(Data to examine begins)
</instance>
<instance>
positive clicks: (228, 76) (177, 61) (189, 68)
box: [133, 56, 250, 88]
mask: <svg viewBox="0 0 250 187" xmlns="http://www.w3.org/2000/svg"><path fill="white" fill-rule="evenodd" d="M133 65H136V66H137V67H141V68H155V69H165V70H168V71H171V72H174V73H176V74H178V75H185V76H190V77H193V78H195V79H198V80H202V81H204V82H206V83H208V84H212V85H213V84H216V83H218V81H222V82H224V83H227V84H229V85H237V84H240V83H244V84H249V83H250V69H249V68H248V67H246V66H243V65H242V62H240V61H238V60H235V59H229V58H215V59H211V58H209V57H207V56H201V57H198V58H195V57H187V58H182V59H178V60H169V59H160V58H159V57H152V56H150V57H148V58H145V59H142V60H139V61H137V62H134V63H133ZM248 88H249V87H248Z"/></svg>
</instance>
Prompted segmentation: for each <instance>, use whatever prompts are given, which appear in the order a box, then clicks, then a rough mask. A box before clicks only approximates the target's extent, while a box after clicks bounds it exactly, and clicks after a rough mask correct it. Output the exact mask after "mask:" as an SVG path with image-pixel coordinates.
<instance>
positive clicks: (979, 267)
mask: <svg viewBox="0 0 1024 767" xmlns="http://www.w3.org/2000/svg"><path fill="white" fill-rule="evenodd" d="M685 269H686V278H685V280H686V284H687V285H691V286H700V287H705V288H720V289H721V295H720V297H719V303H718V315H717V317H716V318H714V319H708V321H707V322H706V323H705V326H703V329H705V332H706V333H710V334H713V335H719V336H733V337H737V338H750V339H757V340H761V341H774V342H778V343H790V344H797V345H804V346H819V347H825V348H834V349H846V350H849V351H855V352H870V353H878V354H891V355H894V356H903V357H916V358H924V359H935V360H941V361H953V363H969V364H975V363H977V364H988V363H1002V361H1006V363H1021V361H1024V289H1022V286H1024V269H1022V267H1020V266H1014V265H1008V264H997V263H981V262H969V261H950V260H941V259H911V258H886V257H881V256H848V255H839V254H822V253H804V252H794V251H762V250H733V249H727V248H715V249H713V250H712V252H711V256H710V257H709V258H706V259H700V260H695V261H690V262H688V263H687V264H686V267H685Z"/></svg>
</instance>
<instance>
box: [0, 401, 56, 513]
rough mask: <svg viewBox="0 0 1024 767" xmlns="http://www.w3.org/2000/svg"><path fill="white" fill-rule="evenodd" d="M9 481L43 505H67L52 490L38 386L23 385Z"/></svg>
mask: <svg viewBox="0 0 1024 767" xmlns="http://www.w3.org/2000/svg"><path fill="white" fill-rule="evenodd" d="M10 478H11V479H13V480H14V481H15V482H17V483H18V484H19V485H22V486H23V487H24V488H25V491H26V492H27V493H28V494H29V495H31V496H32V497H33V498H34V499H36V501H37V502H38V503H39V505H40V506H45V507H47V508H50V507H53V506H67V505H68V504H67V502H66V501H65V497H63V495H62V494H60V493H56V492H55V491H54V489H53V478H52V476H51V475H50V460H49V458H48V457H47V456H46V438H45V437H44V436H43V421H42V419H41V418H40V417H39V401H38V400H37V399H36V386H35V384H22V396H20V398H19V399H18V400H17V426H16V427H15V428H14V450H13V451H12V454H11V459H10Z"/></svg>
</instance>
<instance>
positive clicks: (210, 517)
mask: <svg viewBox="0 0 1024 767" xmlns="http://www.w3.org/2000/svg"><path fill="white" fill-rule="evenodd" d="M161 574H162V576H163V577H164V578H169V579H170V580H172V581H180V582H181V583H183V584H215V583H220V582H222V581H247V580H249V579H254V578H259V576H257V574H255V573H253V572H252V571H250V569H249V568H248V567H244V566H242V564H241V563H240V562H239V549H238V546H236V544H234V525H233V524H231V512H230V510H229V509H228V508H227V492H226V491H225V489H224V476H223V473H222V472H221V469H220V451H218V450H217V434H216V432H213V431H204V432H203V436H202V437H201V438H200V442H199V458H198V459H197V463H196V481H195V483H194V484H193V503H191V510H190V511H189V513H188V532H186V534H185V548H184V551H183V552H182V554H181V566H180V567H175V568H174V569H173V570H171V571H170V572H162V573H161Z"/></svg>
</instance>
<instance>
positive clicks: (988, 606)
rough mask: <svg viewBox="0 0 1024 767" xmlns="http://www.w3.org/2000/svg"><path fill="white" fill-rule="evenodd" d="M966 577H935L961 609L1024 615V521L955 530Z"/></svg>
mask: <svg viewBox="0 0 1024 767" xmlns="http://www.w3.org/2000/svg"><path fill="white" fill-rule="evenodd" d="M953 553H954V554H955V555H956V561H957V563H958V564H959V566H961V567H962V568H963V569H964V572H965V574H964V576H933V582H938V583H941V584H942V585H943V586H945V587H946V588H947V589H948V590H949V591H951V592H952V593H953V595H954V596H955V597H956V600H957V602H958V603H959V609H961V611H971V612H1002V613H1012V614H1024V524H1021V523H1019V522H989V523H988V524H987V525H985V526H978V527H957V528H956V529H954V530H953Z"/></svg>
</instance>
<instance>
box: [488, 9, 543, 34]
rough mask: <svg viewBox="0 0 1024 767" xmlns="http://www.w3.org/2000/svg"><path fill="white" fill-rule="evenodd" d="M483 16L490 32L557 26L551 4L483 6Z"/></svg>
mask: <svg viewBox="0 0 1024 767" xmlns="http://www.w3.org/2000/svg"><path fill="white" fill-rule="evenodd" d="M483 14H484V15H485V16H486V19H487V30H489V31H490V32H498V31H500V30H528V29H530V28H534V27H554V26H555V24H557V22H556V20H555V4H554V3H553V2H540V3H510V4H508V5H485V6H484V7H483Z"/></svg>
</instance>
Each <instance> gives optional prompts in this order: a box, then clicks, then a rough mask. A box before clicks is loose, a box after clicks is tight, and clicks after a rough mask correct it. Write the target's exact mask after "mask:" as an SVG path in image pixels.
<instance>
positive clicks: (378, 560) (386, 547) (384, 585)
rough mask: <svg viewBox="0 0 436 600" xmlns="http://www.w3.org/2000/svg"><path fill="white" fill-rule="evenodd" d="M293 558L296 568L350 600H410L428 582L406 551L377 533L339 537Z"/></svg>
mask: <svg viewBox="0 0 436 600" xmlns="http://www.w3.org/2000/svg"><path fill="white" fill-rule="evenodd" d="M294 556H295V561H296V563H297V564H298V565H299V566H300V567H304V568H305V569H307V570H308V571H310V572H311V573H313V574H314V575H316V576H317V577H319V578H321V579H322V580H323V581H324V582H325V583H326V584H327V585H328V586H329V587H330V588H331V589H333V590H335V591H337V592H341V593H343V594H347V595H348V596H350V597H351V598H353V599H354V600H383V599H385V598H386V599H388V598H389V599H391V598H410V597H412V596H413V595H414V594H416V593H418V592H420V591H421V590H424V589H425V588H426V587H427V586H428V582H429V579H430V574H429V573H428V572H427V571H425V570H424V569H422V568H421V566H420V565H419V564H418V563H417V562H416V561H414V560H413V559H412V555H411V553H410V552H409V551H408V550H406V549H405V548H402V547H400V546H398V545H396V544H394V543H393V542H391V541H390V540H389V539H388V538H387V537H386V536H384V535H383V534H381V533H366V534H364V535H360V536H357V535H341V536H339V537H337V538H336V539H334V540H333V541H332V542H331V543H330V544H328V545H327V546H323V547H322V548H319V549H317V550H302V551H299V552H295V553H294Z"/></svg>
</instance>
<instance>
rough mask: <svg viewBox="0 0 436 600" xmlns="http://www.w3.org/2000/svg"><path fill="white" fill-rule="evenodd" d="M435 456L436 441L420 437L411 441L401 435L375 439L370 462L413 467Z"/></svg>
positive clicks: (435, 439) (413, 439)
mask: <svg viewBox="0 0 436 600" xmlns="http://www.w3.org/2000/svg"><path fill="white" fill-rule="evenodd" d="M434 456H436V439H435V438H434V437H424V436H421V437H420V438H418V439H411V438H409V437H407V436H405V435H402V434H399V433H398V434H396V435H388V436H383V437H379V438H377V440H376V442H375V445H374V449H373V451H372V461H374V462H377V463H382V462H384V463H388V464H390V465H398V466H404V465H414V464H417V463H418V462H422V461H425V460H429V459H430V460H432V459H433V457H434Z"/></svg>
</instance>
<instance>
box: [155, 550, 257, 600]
(Data to examine ends)
## What you need to do
Reproduce the entries above exactly, but only the lines between the line holding "positive clicks: (979, 267)" and the line holding "box: [0, 401, 56, 513]", inclusive.

## Solution to the problem
positive clicks: (979, 267)
mask: <svg viewBox="0 0 1024 767" xmlns="http://www.w3.org/2000/svg"><path fill="white" fill-rule="evenodd" d="M685 269H686V278H685V280H686V284H687V285H691V286H700V287H705V288H720V289H721V295H720V297H719V303H718V315H717V317H716V318H714V319H708V321H707V322H706V323H705V326H703V329H705V332H706V333H710V334H713V335H719V336H733V337H737V338H750V339H757V340H761V341H774V342H778V343H790V344H797V345H804V346H819V347H825V348H834V349H846V350H849V351H855V352H870V353H878V354H891V355H894V356H903V357H916V358H924V359H935V360H941V361H953V363H969V364H975V363H977V364H988V363H1002V361H1006V363H1021V361H1024V289H1022V286H1024V269H1022V267H1020V266H1014V265H1008V264H997V263H981V262H969V261H950V260H941V259H911V258H886V257H881V256H848V255H839V254H822V253H804V252H794V251H762V250H733V249H727V248H715V249H713V250H712V252H711V256H710V257H709V258H706V259H700V260H695V261H690V262H688V263H687V264H686V267H685Z"/></svg>
</instance>
<instance>
box: [0, 401, 56, 513]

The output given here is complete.